▸ **TASK A**
Format these entries as a numbered list with blank lines omitted. Begin at the entry line containing "Practice step: locate the valley" and stop after the line containing "point(23, 179)".

-- Begin DOCUMENT EXCERPT --

One innovation of this paper is its explicit quantification of background error. Such quantification is challenging in data assimilation [10,11] and even more so in wave data assimilation [12] due to multiple factors.
Compared to atmospheric observations, wave observations (e.g., from buoys, altimetry, or scatterometry) are both spatially and temporally sparse, making it difficult to estimate error structures due to the limited variability across scales. Wave models are often coupled with atmospheric and ocean models; therefore, errors in wind forcing or currents can propagate into wave predictions, making it challenging to isolate wave-specific background errors.
Unlike atmospheric models, the presence of landmasses significantly affects wave propagation, which involves more local nonlinear interactions such as refraction, diffraction, reflection, and shallow bathymetry. The interruption caused by land creates disconnected regions where wave fields cannot propagate freely, leading to sharp gradients in error statistics in the coastal area. Standard covariance modelling, which assumes smooth spatial correlations, breaks down near coastlines. These factors introduce greater scale variability in the wave field, an issue that has not been sufficiently addressed in previous studies.
In OI, the quantification of background error boils down to the identification of the correlation length scale L, which defines the spatial error correlation between two wave systems at different locations. Considering the inhomogeneity of the wave field, the value of L should have some spatial (and temporal, which is beyond the scope of this paper) variability. In practice, L is often assumed to be a global constant value, via an ad hoc estimate, given the difficulty of calculating a distributed L field [2,12].
Greenslade and Young [13] found that L varies considerably over the globe, with larger L at low latitudes and smaller L at high latitudes. Aouf et al. [14] proposed an empirical equation to describe L based on the latitudes of the analysis and the observations. The rationale of this method is that the wave statuses in low, mid, and high latitudes usually have unique features forced by the wind field that have distinctive latitude features. In reality, L is not always proportional to latitudes given the impact of swells/planetary waves as well as the coastline, sea ice etc. In this paper, a statistical method is proposed to identify the correlation length solely from model forecasts where the background errors are replaced with forecast errors from different forecast lead times at different locations. The goal is to obtain an objective estimate of the correlation length based on the analysis location, which is free from assumptive errors.
The remainder of this paper is structured as follows. Section 2 provides a detailed description of the wave forecasting system and the observation dataset. It also outlines the implementation of the Optimal Interpolation (OI) method, with particular emphasis on the quantification of correlation length. Section 3 presents the results, followed by a comprehensive discussion in Section 4. Finally, Section 5 concludes the study with a summary of key findings.

2. Materials and Methods

2.1. GDWPS

The WaveWatch III® (hereafter WW3) version 7.0 [15]-based Global Deterministic Wave Prediction System (GDWPS) became operational at the Meteorological Service of Canada (MSC) of ECCC in 2017 [1]. The GDWPS has a spectral resolution of 36 direction bins (10° each) and 36 logarithmically spaced frequency bins starting at 0.035 Hz with a frequency increment factor of 1.10 until 0.984 Hz. A parametric tail is fitted for higher frequencies.

-- End DOCUMENT EXCERPT --
-- Begin DATA SUPPLIED --

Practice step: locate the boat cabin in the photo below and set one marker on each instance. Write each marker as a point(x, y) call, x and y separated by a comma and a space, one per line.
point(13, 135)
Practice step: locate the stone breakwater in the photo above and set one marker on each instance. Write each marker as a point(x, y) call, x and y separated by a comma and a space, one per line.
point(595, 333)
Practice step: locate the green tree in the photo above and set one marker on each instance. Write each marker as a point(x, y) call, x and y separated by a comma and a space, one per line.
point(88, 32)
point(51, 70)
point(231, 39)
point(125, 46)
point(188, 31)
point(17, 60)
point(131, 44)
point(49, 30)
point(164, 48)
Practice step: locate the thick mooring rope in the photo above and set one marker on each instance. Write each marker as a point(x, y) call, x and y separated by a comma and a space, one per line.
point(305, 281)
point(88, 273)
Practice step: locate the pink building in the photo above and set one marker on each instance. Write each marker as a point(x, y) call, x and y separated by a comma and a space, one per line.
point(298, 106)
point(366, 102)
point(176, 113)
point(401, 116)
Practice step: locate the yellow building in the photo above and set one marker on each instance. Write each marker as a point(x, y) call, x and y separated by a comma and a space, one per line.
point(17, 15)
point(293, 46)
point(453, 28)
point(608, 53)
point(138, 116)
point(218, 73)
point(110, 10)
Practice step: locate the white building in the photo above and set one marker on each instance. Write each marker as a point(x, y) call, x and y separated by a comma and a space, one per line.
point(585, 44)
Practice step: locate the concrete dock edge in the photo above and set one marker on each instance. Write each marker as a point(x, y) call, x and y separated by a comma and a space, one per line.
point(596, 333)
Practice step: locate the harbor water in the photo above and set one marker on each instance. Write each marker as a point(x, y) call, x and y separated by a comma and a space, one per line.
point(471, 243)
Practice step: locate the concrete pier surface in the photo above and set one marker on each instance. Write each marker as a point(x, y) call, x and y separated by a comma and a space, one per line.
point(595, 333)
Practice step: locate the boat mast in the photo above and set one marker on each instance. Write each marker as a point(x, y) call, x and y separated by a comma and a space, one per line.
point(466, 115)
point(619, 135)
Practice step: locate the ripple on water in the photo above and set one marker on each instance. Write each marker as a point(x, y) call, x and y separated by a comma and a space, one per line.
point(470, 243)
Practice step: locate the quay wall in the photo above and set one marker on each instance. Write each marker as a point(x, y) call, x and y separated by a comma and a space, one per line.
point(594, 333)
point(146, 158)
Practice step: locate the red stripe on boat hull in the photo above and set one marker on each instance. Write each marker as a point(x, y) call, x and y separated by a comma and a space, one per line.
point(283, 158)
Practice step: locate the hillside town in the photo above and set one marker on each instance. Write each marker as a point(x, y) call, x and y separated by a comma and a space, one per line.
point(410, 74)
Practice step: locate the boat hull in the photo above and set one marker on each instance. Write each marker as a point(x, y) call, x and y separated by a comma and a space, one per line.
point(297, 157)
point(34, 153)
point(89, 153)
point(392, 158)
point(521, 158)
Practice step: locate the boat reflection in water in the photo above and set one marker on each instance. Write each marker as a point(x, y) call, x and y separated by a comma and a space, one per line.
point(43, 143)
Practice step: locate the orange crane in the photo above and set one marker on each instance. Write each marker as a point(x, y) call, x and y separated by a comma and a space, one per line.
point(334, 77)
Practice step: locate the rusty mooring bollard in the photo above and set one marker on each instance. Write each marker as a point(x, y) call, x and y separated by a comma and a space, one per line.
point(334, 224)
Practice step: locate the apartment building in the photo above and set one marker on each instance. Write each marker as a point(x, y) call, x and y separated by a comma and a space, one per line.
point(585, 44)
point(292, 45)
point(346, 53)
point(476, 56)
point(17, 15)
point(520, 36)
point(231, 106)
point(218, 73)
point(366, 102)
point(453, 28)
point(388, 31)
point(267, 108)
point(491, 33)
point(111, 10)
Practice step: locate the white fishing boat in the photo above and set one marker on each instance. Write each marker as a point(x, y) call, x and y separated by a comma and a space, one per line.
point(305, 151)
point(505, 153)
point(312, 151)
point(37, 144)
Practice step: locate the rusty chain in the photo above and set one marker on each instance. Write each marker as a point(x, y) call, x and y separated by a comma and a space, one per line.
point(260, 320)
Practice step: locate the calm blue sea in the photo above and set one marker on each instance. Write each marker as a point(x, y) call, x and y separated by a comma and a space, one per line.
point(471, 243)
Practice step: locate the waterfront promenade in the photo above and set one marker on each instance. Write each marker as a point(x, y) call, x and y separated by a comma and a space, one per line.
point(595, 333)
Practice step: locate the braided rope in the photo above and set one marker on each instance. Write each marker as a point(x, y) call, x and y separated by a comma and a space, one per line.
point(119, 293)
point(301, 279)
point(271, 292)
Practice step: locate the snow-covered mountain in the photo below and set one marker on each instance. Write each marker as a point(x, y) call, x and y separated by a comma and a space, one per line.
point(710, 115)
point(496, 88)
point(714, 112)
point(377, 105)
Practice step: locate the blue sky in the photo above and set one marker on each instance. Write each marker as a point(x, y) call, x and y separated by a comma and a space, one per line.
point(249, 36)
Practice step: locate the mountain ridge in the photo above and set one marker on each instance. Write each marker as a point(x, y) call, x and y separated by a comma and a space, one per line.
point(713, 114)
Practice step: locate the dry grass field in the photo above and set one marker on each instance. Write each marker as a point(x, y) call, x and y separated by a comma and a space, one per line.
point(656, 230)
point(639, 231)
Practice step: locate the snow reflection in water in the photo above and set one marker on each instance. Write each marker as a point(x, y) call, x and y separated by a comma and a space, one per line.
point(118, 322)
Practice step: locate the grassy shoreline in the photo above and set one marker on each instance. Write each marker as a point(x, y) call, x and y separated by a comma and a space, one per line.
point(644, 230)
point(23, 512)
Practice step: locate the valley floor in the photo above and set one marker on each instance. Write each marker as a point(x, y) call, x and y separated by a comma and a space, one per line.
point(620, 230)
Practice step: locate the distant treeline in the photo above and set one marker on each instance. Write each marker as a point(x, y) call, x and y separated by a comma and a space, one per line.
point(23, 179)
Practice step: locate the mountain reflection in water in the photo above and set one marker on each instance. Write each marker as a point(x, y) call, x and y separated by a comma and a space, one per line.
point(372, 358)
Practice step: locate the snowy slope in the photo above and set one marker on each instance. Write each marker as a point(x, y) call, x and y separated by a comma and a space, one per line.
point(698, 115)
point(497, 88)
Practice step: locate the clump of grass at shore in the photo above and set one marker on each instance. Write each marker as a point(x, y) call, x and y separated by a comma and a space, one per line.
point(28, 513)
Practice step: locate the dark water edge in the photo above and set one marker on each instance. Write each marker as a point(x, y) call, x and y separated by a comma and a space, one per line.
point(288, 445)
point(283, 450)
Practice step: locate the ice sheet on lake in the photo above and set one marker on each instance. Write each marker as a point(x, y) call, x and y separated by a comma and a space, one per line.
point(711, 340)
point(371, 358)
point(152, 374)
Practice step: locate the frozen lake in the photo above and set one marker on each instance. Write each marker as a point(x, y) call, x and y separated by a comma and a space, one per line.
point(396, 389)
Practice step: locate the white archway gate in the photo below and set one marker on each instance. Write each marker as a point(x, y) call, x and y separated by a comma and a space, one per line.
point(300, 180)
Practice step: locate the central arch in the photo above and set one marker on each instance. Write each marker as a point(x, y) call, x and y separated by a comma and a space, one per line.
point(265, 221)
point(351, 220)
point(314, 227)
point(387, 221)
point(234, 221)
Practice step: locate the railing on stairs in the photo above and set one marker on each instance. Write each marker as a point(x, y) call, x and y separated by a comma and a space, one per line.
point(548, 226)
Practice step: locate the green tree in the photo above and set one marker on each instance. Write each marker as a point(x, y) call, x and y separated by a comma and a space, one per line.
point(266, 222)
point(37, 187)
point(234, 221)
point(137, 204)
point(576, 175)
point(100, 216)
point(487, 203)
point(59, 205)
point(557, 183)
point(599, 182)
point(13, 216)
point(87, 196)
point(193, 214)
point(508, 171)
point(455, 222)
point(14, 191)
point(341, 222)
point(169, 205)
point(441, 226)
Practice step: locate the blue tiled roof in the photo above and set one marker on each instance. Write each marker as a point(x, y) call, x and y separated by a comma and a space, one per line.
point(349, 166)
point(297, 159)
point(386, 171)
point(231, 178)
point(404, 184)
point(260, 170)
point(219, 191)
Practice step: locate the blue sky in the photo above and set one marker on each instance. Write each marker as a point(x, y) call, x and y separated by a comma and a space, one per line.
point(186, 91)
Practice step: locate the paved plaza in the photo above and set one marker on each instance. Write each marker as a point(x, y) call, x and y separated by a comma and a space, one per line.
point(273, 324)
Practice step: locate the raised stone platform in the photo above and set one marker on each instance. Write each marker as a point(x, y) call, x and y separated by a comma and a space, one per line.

-- End DATA SUPPLIED --

▸ **TASK B**
Decide whether each statement agrees with the wave data assimilation excerpt, answering yes or no and quoting the deciding words: (i) The GDWPS became operational in 2017. (ii) Greenslade and Young found larger L at high latitudes. (iii) The GDWPS has 36 direction bins of 10° each.

▸ **WRITTEN RESPONSE A**
1. Practice step: locate the valley floor in the photo above and set one marker on each instance. Write each marker as a point(x, y) call, x and y separated by a comma and a space, one per line.
2. point(620, 230)
3. Practice step: locate the distant treeline in the photo above and set one marker on each instance. Write each marker as a point(x, y) call, x and y separated by a comma and a space, one per line.
4. point(23, 179)

▸ **WRITTEN RESPONSE B**
(i) Yes: "became operational at the Meteorological Service of Canada (MSC) of ECCC in 2017"
(ii) No: "with larger L at low latitudes and smaller L at high latitudes"
(iii) Yes: "a spectral resolution of 36 direction bins (10° each)"